◆ **DATA FOR PROCESSING**
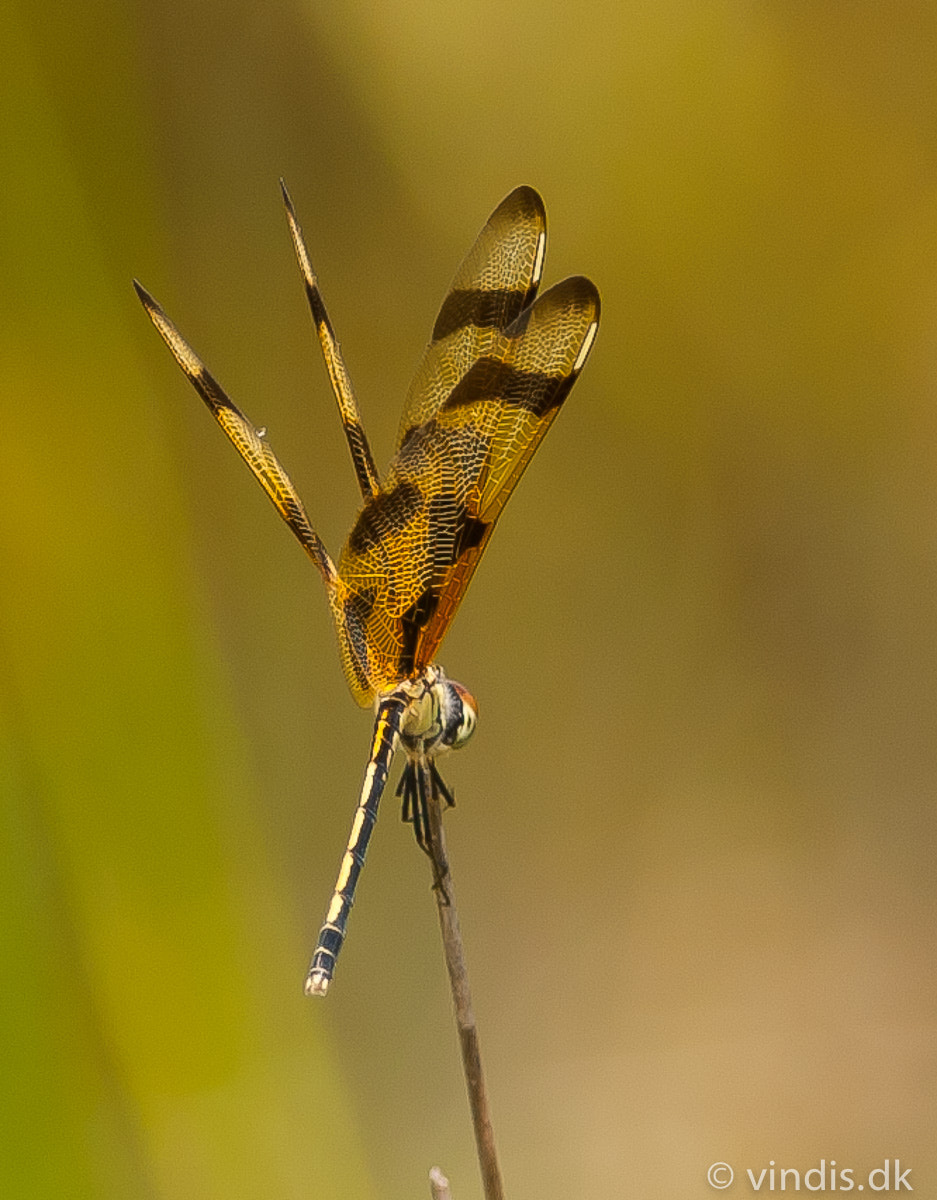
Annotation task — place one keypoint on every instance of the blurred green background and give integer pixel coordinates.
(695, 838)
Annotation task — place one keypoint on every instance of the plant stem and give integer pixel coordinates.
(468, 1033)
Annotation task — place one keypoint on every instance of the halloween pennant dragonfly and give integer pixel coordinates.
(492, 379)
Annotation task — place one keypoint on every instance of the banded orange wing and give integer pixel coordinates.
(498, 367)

--

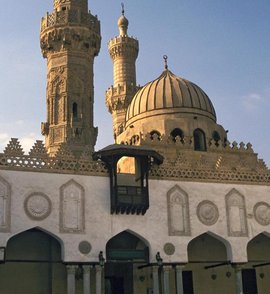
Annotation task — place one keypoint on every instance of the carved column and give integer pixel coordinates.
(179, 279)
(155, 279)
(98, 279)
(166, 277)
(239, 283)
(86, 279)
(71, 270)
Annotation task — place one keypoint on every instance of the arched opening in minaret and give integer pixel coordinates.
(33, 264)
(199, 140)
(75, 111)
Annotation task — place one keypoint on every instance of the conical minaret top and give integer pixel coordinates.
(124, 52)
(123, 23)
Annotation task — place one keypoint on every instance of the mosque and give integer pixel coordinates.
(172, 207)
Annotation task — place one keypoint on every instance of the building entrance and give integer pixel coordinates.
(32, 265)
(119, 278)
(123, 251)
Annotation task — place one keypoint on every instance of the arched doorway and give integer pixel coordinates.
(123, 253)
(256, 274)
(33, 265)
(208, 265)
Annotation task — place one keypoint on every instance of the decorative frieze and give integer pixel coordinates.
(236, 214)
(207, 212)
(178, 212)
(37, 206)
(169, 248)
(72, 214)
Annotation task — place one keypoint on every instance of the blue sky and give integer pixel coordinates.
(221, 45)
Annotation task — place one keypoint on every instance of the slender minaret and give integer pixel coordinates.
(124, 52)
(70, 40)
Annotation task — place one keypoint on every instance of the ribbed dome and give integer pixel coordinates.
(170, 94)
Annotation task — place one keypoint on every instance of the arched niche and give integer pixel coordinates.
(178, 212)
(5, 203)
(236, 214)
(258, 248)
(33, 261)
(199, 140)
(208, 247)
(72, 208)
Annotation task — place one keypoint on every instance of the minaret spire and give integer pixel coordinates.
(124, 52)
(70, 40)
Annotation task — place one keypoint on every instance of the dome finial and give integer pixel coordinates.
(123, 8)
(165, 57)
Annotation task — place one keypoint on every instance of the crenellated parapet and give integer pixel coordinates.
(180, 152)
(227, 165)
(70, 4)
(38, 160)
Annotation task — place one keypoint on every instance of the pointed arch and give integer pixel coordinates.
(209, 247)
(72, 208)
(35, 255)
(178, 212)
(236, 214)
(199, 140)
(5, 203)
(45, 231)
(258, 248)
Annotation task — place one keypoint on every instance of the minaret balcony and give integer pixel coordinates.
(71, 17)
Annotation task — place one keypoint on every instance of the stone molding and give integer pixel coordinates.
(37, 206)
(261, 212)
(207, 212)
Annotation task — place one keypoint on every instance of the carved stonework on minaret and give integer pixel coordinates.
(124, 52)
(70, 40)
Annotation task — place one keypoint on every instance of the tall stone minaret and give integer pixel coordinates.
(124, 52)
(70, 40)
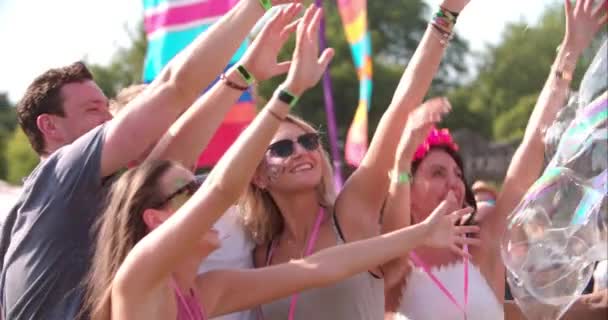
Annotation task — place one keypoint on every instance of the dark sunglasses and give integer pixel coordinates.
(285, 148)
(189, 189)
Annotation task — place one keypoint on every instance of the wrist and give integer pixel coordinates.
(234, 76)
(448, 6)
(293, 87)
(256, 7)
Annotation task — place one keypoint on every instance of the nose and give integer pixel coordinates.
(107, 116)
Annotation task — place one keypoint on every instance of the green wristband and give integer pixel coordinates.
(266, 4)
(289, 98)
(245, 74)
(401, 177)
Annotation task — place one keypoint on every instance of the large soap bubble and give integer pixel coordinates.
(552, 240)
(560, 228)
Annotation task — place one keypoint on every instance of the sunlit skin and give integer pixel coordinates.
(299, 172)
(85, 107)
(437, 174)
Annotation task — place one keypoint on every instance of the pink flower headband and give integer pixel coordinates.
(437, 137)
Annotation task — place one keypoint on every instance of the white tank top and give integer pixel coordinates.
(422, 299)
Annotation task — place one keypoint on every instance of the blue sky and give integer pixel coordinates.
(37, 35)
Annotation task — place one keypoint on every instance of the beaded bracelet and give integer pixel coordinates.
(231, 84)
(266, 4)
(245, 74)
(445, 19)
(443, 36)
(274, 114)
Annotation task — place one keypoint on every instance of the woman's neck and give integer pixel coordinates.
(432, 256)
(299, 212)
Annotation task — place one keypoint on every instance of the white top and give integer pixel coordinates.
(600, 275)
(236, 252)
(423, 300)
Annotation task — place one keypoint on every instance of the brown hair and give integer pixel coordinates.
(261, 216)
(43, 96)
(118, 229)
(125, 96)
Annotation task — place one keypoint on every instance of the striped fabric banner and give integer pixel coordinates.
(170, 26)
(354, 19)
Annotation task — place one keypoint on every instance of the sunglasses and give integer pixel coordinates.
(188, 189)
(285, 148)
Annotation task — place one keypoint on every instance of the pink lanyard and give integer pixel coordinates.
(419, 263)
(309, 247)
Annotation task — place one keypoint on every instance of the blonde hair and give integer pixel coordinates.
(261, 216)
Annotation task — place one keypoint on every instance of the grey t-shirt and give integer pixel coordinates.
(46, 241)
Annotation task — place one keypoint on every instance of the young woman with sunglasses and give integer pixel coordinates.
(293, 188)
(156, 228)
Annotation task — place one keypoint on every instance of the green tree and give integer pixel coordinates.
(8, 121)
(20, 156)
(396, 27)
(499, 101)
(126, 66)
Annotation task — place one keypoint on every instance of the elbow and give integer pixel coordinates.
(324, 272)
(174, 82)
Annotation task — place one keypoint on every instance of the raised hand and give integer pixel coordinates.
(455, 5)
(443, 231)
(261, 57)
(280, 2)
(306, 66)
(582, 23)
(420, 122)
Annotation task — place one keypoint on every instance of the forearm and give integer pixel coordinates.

--

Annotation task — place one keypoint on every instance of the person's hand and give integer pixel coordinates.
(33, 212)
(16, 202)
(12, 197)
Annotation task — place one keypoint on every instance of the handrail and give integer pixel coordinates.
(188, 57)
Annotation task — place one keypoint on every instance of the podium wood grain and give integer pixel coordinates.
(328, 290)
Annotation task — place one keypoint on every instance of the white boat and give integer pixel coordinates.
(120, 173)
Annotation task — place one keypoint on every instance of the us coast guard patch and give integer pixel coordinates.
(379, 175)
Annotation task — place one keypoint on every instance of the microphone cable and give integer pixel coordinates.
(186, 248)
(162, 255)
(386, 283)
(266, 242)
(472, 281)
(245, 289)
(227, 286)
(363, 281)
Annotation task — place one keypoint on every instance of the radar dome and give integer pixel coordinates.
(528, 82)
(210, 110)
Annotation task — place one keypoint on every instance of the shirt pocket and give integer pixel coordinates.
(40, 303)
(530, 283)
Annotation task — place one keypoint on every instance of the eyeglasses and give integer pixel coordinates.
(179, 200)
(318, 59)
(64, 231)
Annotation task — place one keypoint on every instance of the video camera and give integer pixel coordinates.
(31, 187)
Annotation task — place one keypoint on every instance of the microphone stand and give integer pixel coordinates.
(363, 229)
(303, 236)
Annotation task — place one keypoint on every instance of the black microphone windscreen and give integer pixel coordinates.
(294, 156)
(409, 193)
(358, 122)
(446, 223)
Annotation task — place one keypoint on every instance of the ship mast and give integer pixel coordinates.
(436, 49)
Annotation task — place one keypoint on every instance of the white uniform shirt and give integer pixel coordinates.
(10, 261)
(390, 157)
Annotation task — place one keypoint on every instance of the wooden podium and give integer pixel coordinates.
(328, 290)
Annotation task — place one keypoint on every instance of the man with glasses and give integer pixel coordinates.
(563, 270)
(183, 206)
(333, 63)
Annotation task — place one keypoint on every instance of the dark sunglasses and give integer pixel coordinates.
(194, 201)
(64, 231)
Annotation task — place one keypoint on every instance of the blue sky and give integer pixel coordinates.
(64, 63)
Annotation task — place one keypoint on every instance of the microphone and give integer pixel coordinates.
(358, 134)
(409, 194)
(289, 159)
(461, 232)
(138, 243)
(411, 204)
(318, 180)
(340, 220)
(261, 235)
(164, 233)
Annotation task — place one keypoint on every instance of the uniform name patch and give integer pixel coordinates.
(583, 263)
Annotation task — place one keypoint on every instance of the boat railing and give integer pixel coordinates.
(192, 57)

◆ **ASSIGNED TASK**
Here the output must be the lines above from the line with "brown hair and give integer pixel coordinates." to the line with "forearm and give integer pixel coordinates.", both included, duplicated word for word and nothing else.

◆ **TASK SOLUTION**
Annotation task — place one keypoint on every instance of the brown hair and give integer pixel coordinates.
(261, 216)
(43, 96)
(118, 229)
(125, 96)
Annotation task — place one keypoint on every instance of the striped fabric banner and give integer pixel coordinates.
(170, 26)
(354, 19)
Annotation task — place one keypoint on every instance of the sunglasses and give integer pixel coordinates.
(188, 189)
(285, 148)
Annotation task — place one keypoint on every instance of the pink lanyard and give integer pixel coordinates.
(419, 263)
(309, 247)
Annotation task — place one keypoint on every instance of the blonde hair and give integer pixel coordinates.
(261, 216)
Annotation task — place one keypoint on every instance of the grey t-shirt and give integer pixel coordinates.
(46, 241)
Annotation task — place one keypoint on every instance of the young woman with sunglasses and give integer pixel coordinates.
(293, 188)
(156, 228)
Annotation task — place one keypoint on every instance of the green tree and give integer pixel coordinates.
(8, 121)
(20, 156)
(396, 27)
(499, 101)
(126, 66)
Annotation task — place one keypoint on every instance of the elbow and give integer pixel coordinates.
(324, 272)
(174, 82)
Annotation task — place one keypoint on every instance of the raised hand and give integer pixel coordinates.
(455, 5)
(443, 231)
(261, 57)
(280, 2)
(306, 66)
(582, 23)
(420, 122)
Annotation task — place one keypoint on every instance of the forearm and give integer pixel coordinates.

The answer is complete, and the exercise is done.